* AIM OF THE EXERCISE: Please write out the records again, starting at the line containing "Target: ceiling vent" and ending at the last line of the records, keeping every line. Shift each answer's coordinates by adding 43 to both numbers.

* RECORDS PROVIDED:
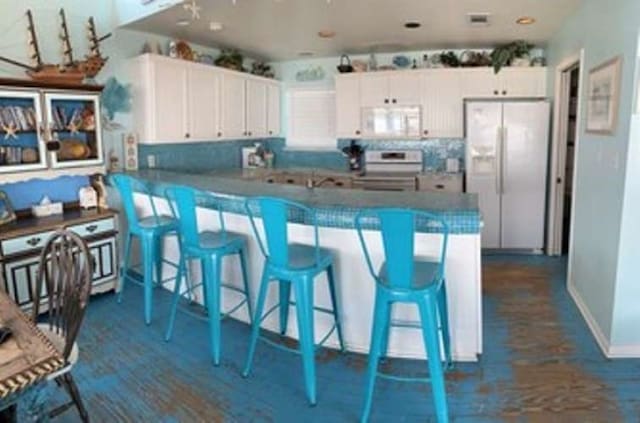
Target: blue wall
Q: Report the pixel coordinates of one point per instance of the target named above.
(601, 162)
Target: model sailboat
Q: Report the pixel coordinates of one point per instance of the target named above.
(70, 71)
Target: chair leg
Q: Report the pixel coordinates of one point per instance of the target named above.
(428, 314)
(176, 297)
(257, 317)
(212, 297)
(284, 290)
(72, 388)
(380, 321)
(304, 309)
(443, 315)
(245, 281)
(336, 314)
(148, 253)
(125, 265)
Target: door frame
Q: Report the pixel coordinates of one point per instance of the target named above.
(558, 160)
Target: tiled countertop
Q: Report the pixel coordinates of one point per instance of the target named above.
(335, 207)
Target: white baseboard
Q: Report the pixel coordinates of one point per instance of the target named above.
(602, 341)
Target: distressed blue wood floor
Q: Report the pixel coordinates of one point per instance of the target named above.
(540, 364)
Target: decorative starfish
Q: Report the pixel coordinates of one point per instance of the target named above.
(194, 9)
(73, 128)
(10, 131)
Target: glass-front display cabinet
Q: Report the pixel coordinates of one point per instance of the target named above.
(21, 145)
(74, 121)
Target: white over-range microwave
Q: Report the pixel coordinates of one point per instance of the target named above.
(392, 122)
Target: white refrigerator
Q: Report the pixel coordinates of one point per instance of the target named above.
(506, 159)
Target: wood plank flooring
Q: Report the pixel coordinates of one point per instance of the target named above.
(540, 364)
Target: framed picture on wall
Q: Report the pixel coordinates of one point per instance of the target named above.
(603, 97)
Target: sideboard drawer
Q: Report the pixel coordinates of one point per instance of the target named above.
(94, 228)
(25, 243)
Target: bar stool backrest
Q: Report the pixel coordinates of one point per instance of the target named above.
(398, 229)
(275, 214)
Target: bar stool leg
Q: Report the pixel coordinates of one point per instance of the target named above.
(125, 265)
(443, 314)
(304, 309)
(211, 280)
(245, 281)
(334, 304)
(428, 314)
(176, 297)
(380, 322)
(284, 290)
(148, 254)
(255, 331)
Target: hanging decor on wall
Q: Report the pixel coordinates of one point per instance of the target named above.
(603, 97)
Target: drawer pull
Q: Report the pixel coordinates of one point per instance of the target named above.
(34, 241)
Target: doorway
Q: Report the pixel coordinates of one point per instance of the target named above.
(563, 158)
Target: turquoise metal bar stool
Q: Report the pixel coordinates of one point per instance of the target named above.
(210, 248)
(294, 265)
(150, 230)
(403, 278)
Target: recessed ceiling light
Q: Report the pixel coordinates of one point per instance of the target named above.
(216, 26)
(525, 20)
(326, 33)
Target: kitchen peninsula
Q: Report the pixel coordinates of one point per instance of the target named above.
(336, 209)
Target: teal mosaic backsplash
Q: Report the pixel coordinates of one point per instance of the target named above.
(203, 156)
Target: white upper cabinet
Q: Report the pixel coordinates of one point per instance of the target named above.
(400, 88)
(348, 106)
(508, 83)
(204, 104)
(442, 104)
(233, 106)
(256, 108)
(273, 109)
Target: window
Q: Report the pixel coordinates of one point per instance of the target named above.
(311, 119)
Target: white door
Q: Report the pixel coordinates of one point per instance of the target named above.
(442, 105)
(256, 108)
(170, 100)
(374, 90)
(484, 123)
(348, 106)
(273, 110)
(523, 82)
(233, 106)
(524, 173)
(480, 83)
(204, 103)
(404, 88)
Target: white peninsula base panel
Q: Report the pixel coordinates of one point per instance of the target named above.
(354, 284)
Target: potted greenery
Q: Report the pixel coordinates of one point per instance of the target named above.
(509, 54)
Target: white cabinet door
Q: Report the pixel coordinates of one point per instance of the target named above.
(204, 104)
(273, 110)
(404, 88)
(256, 108)
(442, 104)
(169, 100)
(233, 106)
(348, 106)
(523, 82)
(374, 90)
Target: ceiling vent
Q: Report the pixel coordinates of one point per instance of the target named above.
(478, 19)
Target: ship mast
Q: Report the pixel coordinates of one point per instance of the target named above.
(33, 42)
(67, 51)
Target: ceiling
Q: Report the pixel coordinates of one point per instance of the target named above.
(282, 29)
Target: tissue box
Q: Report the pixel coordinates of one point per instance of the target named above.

* RESPONSE TO THE TASK:
Target: ceiling vent
Q: Report the pixel coordinates of one point per instance of the target named above.
(521, 62)
Target: ship mast
Q: Report the pixel coordinates of one point per instance of the target named above.
(76, 85)
(110, 94)
Target: ceiling
Q: Report the pixel coordinates of one point per instance of the target named above.
(325, 72)
Target: tissue box
Q: Report the pixel coordinates of one point per instance of the target named above.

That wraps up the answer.